- [EXCERPT]
○ ○ ○ ○ ○ ○ ○

This pattern is not unique to Pakistan. India’s neighbor to the west, Burma (Myanmar) has been under a military government again since February and the popular resistance to this is making the Pakistani military and China, which backs the military in Burma as well, nervous. In both Pakistan and Burma, the military has acquired ownership of large portions of the economy, often with the help of China. Efforts to prosecute the military in both countries over these economic crimes is moving slowly towards reality. While the military leaders would face financial ruin and possible jail time, China would take a major hit in the economic credibility department. Chinese investment efforts are already causing more nations to back away from working with the Chinese.

May 21, 2021: In southwest Pakistan (Baluchistan province) a motorcycle bomb went off at a demonstration organized by a local religious leader to denounce Israel for defending itself against Palestinian rocket attacks. Six were killed and twelve were wounded. No one took credit for the attack but the Taliban and ISIL are known to carry out attacks like this against religious leaders who will not cooperate with a particular Islamic terror group's methods or objectives. This sort of fatal feuding has been common in Moslem majority countries for centuries. In Pakistan, religious disputes are not the only major cause of terror attacks. Baluchistan province is named after the Baluchi people, who are similar to the other ancient tribal groups in the region, like the Pushtun and Tajiks. The Baluchis are Moslem but they are fighting for independence or at least autonomy. Pakistan refuses to negotiate and the Baluchi attacks have continued for decades. Currently the violence is more intense. In April there were twenty attacks that killed one or more soldiers or others who supported the fight against Baluchi separatists. There were even more attacks that were not fatal. Some of the attacks are against foreigners working on government projects. This is a major problem when the victims are Chinese. That’s the main reason why the military has increased its efforts against the separatists.

May 9, 2021: In southwest Pakistan (Baluchistan province) Baluchi separatists were apparently responsible for two attacks on soldiers that left three dead and four wounded.

○ ○ ○ ○ ○ ○ ○

- [DATA FOR ANALYSIS]
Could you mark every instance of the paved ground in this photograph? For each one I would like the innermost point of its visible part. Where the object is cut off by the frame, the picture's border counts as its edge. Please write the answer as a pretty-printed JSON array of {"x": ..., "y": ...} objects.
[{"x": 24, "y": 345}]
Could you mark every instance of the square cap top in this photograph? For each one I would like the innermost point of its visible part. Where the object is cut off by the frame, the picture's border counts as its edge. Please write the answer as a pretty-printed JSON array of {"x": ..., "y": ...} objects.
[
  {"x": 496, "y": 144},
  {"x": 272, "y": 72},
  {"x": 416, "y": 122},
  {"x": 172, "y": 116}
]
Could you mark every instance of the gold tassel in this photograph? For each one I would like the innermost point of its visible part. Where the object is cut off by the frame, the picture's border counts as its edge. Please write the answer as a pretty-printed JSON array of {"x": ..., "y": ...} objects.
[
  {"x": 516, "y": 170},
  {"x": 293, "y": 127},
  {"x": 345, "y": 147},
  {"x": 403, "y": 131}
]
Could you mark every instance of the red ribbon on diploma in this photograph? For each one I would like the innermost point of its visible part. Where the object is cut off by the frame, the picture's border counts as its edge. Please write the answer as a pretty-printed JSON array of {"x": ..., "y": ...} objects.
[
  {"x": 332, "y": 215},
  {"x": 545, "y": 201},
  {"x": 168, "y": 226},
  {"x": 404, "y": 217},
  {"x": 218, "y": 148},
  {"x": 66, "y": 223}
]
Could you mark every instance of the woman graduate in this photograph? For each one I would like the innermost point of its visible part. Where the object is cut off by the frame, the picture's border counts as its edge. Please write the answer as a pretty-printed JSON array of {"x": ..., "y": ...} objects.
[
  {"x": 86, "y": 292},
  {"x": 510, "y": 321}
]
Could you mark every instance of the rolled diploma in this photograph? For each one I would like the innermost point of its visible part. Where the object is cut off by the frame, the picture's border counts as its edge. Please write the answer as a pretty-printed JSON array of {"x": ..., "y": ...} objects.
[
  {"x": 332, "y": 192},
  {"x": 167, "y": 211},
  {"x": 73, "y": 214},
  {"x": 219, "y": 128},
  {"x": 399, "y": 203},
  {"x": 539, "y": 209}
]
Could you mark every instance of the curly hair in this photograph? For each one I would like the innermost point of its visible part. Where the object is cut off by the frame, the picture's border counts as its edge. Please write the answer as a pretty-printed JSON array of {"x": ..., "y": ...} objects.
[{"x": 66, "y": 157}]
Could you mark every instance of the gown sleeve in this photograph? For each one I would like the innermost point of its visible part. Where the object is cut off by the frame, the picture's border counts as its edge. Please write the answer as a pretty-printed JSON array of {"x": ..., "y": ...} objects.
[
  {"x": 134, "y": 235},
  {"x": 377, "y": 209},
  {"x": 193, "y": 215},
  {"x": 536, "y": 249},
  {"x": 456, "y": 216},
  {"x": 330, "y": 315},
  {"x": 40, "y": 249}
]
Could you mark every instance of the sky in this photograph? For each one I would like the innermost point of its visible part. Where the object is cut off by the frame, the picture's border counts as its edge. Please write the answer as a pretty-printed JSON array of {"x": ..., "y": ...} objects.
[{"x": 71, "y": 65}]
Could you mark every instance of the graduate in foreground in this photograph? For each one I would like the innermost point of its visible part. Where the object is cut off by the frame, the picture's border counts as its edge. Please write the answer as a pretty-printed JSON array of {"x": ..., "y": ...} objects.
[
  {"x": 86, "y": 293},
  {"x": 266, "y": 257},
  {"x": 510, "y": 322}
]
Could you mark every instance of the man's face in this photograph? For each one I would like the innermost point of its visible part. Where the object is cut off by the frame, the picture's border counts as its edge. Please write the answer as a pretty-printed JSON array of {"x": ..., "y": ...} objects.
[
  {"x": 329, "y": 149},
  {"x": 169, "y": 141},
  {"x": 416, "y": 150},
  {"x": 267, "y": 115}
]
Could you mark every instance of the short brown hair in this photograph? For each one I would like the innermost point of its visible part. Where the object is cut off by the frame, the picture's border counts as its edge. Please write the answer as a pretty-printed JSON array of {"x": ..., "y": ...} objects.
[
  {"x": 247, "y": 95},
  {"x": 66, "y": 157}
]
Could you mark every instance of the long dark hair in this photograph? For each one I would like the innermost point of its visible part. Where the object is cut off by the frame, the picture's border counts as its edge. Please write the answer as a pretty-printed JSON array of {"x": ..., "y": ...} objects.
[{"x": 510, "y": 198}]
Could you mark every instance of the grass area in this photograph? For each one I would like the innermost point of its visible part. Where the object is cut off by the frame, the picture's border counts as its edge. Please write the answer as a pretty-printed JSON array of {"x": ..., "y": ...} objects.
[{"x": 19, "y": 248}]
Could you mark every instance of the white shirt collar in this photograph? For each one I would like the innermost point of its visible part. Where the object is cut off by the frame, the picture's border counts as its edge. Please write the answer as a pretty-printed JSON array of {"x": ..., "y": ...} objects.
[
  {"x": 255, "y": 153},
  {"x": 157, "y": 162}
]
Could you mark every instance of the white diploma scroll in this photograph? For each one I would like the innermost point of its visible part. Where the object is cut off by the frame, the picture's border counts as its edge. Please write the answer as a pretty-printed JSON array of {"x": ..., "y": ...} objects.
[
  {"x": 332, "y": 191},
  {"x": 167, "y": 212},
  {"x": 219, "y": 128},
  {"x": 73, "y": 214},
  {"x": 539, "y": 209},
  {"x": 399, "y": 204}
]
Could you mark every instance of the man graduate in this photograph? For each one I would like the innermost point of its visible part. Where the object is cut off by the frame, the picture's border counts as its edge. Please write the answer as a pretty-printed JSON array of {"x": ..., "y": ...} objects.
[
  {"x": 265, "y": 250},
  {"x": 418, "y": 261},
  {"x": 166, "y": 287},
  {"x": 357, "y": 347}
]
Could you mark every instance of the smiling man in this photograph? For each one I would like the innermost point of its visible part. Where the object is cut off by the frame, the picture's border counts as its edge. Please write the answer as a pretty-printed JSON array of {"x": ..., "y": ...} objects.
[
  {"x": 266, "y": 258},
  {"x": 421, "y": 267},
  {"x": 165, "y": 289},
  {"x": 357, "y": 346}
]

○ ○ ○ ○ ○ ○ ○

- [WHAT IS BEING ASKED]
Extend the report on Pakistan's military and the Baluchistan attacks with a few more paragraphs, picking up after its final sentence.

- [RESULT OF THIS EXERCISE]
May 7, 2021: The Chinese military delivered the second of three batches of CanSino covid19 vaccine to the Pakistani military. This is the only instance of the Chinese military, which has its own sources for the vaccine, supplying a foreign military. The Pakistani government has a separate program to obtain and distribute vaccines to the general public and that process is taking longer. Pakistani troops and their families will all be vaccinated long before all Pakistanis have an opportunity to get the vaccine.

May 5, 2021: In southwest Pakistan (Baluchistan province) soldiers working on the new Afghan border fence were fired on from inside Afghanistan by about twenty Afghan tribesmen who opposed the fence. Four soldiers were killed and the Afghans fled back into Afghanistan. The fence is 75 percent complete and tribes on both sides of the border object to it and the Afghan government claims that in some areas the fence extends into Afghan territory. The 2,600-kilometer-long fence is costing Pakistan about half a billion dollars. The fence actually consists of two three-meter (ten foot) chain link fences topped with barbed wire and separated by a two-meter gap. Hundreds of new border posts, some of them the size of small forts, are being built to observe and patrol the fence. Fence construction began four years ago (mid-2017).

Further north, in the Pushtun tribal territories, a military patrol was ambushed by unidentified attackers, who fled after killing three soldiers.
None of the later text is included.